_Short task_: Update the lines from the one containing "Indicate the long" up to and including the one containing "[(174, 214)]", changing "wooden pole" to "timber post" and keeping everything else the same. Return only those lines.

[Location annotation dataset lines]
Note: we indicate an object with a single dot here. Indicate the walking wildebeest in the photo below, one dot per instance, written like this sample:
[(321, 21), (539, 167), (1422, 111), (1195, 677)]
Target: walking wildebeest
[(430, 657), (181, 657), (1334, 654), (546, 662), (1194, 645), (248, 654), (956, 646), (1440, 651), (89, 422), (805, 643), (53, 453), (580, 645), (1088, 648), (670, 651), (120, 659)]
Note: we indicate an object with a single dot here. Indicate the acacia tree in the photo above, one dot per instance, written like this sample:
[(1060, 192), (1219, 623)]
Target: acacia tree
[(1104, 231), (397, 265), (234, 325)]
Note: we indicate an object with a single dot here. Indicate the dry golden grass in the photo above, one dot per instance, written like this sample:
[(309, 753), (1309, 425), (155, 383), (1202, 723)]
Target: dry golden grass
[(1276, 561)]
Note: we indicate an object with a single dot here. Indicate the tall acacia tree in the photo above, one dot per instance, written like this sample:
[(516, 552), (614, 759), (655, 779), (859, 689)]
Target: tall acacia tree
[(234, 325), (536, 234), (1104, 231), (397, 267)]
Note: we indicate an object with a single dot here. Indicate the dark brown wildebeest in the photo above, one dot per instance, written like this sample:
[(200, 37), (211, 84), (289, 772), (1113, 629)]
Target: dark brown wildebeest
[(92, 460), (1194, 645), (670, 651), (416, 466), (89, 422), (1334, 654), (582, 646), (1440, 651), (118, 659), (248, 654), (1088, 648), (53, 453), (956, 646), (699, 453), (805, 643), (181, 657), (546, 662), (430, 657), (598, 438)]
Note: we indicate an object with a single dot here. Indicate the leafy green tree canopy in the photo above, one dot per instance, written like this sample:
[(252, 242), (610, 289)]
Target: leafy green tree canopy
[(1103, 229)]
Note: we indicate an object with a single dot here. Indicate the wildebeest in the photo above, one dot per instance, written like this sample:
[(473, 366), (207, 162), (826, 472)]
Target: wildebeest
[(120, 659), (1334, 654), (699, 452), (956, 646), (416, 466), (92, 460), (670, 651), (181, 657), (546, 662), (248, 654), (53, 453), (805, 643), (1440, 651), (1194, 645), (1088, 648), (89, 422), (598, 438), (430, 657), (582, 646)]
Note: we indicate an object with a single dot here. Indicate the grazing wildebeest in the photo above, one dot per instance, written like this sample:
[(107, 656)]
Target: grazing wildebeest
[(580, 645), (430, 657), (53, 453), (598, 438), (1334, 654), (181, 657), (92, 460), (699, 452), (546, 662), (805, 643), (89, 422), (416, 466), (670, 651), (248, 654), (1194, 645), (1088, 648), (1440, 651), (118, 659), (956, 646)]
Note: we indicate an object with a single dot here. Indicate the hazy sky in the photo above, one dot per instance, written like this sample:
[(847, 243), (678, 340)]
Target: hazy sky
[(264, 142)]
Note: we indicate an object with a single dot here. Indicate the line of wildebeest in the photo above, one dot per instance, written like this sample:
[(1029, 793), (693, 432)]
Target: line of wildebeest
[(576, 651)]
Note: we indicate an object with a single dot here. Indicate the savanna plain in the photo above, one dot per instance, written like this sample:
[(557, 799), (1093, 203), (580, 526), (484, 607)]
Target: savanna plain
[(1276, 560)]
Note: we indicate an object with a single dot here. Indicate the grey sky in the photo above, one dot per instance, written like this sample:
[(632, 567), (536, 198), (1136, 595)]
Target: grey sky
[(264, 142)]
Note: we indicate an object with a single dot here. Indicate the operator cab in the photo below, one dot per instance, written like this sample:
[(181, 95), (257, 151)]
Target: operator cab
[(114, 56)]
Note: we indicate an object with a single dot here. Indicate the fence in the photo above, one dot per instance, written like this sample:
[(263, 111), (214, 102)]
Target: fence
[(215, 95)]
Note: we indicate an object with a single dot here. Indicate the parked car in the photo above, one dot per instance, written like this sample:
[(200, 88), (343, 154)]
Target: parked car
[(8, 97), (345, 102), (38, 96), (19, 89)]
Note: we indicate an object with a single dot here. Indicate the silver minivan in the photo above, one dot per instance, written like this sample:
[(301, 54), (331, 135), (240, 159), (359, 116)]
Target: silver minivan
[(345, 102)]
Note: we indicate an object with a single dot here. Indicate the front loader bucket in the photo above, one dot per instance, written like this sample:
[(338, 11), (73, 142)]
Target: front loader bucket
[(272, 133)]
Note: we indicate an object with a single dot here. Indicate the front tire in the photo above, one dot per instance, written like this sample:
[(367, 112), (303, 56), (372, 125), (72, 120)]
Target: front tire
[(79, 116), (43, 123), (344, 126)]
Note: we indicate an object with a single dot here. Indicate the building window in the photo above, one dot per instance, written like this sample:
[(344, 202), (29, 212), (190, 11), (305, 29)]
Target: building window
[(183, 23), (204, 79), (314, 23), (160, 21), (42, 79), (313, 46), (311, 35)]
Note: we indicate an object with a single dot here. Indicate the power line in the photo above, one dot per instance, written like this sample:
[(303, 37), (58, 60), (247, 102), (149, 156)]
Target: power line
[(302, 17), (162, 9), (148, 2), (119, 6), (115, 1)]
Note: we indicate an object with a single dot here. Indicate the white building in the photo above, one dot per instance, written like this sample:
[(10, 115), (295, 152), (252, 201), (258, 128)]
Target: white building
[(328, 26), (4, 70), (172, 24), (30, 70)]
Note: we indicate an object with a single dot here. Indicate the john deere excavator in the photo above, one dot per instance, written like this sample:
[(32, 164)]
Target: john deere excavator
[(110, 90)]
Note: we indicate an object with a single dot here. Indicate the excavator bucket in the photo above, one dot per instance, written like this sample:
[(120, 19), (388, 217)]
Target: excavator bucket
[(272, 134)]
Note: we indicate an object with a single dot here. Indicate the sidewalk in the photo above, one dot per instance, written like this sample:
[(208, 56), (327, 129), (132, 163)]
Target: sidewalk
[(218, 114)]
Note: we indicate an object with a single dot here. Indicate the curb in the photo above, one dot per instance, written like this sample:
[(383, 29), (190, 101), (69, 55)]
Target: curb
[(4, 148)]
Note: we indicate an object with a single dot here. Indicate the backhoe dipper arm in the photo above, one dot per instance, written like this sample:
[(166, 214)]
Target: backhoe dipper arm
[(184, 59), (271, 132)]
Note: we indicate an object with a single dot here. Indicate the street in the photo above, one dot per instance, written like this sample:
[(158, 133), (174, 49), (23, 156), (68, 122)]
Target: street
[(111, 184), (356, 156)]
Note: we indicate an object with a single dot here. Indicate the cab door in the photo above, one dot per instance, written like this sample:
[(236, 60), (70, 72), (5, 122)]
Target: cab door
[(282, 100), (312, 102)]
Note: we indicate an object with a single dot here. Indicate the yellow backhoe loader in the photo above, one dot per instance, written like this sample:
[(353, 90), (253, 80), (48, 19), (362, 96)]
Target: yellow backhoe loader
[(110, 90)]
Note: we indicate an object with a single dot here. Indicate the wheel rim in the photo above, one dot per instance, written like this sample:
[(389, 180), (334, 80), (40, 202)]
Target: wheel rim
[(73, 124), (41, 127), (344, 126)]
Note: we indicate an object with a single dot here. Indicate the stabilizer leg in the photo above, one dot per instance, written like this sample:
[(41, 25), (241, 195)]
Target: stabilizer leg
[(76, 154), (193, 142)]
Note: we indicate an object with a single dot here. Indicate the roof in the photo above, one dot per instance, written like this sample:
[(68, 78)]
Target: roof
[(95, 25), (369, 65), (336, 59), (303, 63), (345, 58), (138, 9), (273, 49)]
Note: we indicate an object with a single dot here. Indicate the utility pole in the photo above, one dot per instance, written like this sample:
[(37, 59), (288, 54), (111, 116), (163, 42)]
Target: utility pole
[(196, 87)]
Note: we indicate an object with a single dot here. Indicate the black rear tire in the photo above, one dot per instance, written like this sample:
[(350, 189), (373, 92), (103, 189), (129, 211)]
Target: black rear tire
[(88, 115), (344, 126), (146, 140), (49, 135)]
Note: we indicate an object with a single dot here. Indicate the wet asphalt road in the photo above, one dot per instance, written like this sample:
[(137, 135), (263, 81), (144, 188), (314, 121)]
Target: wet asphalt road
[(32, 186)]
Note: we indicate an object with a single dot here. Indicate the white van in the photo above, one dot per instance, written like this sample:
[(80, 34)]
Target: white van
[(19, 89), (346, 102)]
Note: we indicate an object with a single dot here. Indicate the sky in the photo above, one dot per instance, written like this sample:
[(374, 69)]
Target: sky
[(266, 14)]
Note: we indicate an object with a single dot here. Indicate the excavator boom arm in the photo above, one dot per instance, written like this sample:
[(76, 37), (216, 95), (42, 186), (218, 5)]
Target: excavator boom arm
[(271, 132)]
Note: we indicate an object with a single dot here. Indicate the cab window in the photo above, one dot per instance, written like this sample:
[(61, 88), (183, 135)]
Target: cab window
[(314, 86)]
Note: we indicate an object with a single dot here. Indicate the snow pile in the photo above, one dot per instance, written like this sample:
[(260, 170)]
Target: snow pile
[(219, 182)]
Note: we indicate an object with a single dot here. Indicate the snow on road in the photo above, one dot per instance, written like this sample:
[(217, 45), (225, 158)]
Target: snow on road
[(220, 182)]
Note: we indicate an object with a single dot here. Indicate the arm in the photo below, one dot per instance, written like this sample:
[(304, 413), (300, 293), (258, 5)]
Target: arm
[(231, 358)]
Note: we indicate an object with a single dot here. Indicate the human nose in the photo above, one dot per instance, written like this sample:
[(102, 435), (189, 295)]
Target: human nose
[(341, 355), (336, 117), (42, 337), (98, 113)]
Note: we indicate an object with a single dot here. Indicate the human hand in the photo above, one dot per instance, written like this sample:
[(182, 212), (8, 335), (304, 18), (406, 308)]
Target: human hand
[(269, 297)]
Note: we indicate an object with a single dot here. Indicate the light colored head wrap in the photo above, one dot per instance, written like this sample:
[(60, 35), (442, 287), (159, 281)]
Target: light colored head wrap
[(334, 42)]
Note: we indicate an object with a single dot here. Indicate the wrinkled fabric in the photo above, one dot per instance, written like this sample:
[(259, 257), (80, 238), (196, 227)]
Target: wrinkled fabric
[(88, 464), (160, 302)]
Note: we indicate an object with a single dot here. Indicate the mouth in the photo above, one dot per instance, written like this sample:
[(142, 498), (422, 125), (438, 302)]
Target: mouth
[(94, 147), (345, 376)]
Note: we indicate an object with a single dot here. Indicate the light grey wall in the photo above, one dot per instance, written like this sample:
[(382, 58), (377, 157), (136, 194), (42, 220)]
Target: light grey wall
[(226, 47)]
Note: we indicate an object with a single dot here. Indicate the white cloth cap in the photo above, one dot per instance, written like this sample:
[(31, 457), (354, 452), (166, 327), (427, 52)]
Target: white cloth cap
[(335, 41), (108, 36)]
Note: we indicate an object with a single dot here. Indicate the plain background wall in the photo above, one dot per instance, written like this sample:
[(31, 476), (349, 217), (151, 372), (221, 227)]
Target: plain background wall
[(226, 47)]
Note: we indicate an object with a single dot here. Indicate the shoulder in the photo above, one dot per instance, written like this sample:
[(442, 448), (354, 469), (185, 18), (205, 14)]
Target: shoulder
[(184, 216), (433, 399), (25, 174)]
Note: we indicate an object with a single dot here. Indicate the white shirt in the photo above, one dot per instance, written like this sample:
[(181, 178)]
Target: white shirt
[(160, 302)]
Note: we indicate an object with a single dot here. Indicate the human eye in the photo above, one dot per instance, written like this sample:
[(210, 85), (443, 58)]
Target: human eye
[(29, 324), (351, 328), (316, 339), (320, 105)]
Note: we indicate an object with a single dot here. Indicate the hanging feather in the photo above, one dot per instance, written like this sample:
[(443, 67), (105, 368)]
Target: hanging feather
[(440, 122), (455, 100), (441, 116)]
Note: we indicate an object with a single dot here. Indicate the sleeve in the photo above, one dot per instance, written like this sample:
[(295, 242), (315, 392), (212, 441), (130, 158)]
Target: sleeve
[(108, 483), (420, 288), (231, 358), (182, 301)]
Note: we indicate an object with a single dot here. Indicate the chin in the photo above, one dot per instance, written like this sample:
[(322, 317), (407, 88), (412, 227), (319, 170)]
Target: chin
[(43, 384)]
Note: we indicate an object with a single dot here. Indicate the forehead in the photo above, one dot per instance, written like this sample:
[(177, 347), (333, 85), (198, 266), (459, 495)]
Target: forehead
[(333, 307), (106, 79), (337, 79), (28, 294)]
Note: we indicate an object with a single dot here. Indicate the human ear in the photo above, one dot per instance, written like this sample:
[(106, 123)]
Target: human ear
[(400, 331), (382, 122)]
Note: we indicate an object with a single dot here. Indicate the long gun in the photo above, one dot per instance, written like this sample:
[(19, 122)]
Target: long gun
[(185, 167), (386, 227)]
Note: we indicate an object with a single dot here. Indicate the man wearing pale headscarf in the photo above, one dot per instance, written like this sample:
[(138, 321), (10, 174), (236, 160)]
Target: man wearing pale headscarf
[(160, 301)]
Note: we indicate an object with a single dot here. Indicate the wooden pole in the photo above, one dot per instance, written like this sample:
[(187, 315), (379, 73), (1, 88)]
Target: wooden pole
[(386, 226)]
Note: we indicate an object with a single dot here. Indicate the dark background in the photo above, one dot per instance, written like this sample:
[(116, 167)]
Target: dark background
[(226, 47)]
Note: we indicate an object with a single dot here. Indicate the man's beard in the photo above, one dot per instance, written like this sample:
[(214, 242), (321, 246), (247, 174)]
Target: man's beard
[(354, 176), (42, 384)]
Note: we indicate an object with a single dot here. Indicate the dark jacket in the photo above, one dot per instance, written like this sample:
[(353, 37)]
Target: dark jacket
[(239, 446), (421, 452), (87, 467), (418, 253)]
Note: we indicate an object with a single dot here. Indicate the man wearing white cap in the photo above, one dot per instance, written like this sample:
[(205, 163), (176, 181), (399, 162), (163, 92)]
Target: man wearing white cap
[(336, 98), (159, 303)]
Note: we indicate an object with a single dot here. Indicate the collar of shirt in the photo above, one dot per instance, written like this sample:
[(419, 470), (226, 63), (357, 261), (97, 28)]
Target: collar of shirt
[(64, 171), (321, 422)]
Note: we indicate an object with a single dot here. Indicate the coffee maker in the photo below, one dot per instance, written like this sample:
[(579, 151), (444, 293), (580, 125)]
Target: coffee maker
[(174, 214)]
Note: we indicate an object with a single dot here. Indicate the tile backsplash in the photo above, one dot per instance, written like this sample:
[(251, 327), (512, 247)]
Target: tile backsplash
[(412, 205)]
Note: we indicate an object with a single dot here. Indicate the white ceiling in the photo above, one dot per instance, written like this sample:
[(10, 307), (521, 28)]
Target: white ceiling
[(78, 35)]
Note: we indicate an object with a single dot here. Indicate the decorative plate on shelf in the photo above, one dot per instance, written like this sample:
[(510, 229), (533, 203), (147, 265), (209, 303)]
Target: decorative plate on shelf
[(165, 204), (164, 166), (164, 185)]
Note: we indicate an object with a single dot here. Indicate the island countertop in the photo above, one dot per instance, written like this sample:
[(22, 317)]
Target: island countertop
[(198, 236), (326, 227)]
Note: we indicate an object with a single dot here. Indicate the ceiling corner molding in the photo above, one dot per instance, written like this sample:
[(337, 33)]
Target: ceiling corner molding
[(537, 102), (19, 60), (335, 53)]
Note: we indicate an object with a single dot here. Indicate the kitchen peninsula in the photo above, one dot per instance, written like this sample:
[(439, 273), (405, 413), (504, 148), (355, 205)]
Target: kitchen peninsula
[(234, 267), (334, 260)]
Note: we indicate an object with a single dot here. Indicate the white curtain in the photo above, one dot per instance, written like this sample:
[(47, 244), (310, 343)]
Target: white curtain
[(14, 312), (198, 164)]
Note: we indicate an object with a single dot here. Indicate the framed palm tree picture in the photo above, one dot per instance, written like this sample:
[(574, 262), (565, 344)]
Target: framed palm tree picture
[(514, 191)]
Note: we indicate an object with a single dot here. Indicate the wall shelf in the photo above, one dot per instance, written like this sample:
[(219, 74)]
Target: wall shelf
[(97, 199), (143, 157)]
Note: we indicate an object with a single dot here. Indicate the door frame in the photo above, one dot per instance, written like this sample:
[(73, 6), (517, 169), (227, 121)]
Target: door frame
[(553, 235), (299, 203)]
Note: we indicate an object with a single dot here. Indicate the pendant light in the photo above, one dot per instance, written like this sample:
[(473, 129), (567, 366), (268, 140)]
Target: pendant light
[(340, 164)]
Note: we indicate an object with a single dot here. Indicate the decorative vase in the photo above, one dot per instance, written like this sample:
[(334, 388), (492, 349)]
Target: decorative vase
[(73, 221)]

_Final result_:
Note: we indicate an object with a single dot here. Indicate the long gun in the photo above, one dot per instance, written like this sample:
[(19, 122)]
Target: long gun
[(185, 167), (386, 227)]
Note: we indicate an object with a single dot here. Indicate the man wearing pale headscarf in the photo above, one dot per instance, written like this sample:
[(138, 321), (10, 174), (236, 160)]
Target: man wearing pale headscarf
[(160, 301)]
Note: we indicate an object with a single dot here. Indicate the timber post in the photo above, one dot per instance, written like this sample:
[(187, 315), (379, 73), (1, 88)]
Target: timber post
[(386, 226)]
Note: we indicate an object with a single dot here. Indicate the dark background in the photo above, one dot per instance, written like this sample:
[(116, 167)]
Target: dark background
[(226, 47)]
Note: we indicate an object with a single dot here. Indicate the man's beard in the photo above, one dot per instance, written like this sample:
[(214, 242), (321, 246), (247, 174)]
Target: man's beard
[(354, 176), (42, 384)]
Note: we indicate an object with a single dot here. Indicate the dark jacket in the photo above, one dot per instance, written like this sample:
[(353, 37)]
Target: dark jacket
[(239, 446), (421, 452), (87, 467), (418, 253)]
Note: we indicate an object with a single dot here. Indicate the man wearing white cap in the photo above, one dot per instance, written like this sample:
[(205, 163), (176, 181), (399, 162), (163, 92)]
Target: man wearing white cap
[(336, 98), (159, 303)]
Note: we indicate an object with a single dot here. Indicate the collar of shirt in the photo above, one dot per instance, written like this sample:
[(419, 470), (226, 63), (357, 261), (97, 28)]
Target: collar of shirt
[(64, 171), (321, 422)]
Note: we indicate an object with a single dot here. Indicate the coffee maker in the photo below, one dot per instance, written like this sample:
[(579, 151), (444, 293), (580, 125)]
Target: coffee maker
[(174, 214)]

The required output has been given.